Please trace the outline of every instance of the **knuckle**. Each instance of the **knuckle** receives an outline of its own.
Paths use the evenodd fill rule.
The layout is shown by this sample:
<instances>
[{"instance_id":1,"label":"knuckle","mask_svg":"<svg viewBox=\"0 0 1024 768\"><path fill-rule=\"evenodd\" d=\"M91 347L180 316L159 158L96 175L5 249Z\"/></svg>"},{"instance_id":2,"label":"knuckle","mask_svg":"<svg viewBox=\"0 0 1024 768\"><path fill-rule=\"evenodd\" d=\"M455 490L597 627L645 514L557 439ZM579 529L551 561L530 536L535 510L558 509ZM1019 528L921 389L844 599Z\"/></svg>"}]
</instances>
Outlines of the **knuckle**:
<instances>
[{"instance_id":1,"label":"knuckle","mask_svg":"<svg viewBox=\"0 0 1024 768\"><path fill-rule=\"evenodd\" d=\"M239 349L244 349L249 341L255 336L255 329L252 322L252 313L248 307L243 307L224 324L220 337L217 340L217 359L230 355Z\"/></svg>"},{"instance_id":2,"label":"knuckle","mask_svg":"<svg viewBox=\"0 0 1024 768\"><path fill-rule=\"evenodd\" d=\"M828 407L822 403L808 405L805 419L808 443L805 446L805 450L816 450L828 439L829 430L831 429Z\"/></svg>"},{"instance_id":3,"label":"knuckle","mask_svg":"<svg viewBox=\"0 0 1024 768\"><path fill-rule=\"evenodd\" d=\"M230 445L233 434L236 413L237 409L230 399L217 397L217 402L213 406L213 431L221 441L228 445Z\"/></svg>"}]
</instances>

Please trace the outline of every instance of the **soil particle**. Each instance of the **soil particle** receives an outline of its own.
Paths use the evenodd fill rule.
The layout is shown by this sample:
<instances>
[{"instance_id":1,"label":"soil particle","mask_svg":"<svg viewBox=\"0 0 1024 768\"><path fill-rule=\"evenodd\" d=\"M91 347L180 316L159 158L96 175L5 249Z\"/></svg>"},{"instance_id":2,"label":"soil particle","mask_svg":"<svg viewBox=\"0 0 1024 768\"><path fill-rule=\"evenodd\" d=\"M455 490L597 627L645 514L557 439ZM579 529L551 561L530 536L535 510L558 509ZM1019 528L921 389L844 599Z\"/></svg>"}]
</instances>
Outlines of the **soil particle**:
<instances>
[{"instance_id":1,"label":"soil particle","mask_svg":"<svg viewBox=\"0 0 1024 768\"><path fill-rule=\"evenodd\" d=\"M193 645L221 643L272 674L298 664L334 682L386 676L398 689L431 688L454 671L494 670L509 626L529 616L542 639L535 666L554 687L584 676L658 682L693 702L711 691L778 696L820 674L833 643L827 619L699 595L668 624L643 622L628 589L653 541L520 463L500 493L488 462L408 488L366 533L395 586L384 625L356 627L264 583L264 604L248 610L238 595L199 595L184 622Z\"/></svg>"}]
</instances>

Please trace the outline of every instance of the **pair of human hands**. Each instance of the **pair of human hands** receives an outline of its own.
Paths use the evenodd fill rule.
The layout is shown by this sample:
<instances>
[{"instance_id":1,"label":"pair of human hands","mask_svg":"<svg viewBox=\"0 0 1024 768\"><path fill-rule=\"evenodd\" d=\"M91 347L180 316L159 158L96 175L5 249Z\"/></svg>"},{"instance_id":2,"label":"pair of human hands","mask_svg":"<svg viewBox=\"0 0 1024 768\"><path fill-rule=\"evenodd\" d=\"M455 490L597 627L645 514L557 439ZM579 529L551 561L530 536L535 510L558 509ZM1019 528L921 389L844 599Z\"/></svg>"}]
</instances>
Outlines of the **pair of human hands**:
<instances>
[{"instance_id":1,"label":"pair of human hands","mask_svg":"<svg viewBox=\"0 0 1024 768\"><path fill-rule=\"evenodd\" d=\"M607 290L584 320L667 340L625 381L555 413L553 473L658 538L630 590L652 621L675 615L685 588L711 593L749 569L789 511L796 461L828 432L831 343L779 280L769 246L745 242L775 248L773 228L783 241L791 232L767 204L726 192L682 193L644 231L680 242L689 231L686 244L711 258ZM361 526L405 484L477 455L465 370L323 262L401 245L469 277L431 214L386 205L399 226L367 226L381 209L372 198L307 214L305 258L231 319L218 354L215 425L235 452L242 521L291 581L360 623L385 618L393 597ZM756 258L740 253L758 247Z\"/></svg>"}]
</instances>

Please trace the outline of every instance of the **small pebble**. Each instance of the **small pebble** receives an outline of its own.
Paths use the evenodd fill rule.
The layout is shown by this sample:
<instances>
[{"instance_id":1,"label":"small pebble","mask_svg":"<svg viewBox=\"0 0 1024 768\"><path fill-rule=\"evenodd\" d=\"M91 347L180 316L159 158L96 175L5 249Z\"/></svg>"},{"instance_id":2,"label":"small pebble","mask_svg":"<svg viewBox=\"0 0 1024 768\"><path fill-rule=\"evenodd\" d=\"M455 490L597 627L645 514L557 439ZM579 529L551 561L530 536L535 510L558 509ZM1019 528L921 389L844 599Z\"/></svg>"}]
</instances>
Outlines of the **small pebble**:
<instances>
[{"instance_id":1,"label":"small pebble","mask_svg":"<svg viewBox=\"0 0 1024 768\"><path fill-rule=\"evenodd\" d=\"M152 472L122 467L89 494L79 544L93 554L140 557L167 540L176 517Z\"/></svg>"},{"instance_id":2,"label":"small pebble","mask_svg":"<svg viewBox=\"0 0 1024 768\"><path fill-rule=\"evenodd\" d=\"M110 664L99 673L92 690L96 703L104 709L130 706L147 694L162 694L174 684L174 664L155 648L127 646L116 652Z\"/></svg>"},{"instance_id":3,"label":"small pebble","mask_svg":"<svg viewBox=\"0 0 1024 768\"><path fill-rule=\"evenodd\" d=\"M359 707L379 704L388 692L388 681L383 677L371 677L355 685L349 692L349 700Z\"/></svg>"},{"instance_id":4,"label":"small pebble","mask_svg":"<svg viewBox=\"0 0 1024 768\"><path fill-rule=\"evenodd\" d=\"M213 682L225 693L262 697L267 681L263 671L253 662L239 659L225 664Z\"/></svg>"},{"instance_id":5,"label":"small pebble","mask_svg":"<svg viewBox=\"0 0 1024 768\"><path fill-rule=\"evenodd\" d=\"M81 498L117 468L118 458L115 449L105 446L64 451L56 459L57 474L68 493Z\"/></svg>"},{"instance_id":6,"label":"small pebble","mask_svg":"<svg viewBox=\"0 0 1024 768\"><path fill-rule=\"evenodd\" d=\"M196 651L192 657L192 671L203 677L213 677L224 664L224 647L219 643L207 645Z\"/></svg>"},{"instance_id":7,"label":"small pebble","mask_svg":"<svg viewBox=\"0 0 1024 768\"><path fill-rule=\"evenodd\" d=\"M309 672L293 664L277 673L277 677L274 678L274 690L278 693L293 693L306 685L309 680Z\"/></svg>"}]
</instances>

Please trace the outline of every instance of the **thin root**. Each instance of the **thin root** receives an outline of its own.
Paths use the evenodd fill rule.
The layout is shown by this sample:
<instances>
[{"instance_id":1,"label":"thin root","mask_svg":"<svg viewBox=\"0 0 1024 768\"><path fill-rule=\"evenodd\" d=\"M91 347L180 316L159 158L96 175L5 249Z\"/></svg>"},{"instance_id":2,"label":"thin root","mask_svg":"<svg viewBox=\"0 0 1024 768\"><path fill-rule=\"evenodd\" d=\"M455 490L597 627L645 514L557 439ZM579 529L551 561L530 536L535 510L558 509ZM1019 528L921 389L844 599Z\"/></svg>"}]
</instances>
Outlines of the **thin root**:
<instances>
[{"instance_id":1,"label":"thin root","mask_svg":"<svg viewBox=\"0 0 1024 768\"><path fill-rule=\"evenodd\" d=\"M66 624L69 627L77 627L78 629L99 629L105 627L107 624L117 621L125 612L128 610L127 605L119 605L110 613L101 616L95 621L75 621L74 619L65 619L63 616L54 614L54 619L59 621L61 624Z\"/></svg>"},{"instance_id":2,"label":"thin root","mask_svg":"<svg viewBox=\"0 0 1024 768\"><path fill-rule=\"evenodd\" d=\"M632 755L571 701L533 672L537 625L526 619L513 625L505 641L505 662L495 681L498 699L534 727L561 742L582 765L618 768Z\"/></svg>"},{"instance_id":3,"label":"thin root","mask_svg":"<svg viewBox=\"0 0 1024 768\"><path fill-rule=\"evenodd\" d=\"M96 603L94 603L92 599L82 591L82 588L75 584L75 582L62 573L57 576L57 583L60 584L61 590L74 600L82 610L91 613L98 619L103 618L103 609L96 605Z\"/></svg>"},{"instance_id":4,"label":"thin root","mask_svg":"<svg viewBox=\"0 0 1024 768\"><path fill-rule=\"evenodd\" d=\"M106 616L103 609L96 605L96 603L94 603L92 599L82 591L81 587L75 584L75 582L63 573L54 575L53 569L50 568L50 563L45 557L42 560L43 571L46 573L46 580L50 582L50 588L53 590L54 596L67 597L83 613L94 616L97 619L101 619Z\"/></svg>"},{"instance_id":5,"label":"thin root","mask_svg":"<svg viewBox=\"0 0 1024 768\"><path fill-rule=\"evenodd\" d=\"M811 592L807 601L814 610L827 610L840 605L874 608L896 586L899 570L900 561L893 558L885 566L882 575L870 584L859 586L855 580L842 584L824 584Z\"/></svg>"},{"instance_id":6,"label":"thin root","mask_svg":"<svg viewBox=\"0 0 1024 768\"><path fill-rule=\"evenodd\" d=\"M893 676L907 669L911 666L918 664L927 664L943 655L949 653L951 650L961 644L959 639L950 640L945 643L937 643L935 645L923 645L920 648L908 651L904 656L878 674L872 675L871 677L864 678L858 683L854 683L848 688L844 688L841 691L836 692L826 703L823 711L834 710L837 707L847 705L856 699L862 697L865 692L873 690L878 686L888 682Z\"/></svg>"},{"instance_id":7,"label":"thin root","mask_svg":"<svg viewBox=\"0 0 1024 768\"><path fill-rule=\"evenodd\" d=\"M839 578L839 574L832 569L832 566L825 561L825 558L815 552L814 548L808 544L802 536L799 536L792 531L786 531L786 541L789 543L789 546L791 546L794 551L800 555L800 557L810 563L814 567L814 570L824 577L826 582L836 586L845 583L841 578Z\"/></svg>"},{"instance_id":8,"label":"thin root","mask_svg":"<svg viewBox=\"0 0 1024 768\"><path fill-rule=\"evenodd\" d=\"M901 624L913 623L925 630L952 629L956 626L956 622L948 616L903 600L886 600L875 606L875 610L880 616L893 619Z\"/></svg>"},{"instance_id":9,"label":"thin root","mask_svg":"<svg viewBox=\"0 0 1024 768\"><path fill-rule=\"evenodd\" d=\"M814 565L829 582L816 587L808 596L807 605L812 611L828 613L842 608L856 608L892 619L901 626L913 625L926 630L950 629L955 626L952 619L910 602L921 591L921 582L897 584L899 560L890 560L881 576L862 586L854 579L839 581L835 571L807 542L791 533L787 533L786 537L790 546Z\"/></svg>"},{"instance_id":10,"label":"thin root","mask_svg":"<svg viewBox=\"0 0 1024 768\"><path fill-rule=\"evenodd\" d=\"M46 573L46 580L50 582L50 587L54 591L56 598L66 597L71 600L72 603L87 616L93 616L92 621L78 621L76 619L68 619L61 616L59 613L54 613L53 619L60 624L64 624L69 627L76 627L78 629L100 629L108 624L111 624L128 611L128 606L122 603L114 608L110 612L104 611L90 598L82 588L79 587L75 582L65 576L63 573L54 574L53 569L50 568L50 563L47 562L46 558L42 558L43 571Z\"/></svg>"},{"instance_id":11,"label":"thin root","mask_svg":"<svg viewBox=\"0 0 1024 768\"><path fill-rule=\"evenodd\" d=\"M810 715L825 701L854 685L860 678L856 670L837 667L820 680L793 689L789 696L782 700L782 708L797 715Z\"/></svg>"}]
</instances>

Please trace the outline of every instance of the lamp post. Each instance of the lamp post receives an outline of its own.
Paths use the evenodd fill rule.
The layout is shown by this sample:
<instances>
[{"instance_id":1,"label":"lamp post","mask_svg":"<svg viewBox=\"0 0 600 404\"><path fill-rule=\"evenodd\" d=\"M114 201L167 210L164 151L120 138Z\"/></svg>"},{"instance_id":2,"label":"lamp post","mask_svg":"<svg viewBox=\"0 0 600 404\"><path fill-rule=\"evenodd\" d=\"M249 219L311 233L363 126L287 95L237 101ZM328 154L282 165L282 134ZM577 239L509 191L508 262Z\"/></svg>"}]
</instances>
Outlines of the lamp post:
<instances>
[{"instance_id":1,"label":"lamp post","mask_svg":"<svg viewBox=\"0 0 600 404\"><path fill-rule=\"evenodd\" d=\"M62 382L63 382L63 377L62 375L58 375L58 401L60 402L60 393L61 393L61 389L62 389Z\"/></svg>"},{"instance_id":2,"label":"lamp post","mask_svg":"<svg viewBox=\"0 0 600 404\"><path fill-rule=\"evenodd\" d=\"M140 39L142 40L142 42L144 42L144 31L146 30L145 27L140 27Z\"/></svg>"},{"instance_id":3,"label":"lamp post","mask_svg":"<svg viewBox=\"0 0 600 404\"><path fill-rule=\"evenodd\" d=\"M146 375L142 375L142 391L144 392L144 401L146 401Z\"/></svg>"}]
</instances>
-----
> **Work required**: Please find out how many lines of the material contain the string "every" and answer with the count alone.

> **Solution for this exercise**: 6